== Goal of the exercise ==
How many lines in the items below contain the string "above", matching case exactly? Give only the count.

[Entries from a point annotation set]

= = = = =

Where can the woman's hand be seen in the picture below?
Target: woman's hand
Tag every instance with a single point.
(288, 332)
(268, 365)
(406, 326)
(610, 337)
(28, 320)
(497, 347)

= = = = =

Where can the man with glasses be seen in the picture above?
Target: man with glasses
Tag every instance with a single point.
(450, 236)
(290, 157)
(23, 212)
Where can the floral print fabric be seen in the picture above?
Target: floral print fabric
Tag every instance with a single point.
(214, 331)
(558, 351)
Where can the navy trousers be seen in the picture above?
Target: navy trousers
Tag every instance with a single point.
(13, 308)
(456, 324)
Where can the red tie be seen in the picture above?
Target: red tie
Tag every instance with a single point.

= = = = =

== Result ==
4